What you should do: Copy out every line of the listing below, requests included, but leave out the pictures. In the answers, multiply each point coordinate by 1.7 and round to the nearest whole number, with halves rounded up; keep the numbers in the requests and their format samples unchanged.

Rows:
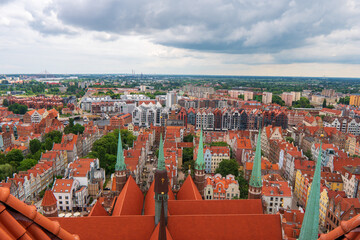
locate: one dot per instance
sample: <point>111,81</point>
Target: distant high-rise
<point>267,98</point>
<point>171,99</point>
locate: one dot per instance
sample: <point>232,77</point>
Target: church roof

Expected output:
locate: one dot per instance
sample: <point>111,81</point>
Target: distant high-rise
<point>454,167</point>
<point>291,168</point>
locate: one dot per instance
sample: <point>232,77</point>
Target: church roof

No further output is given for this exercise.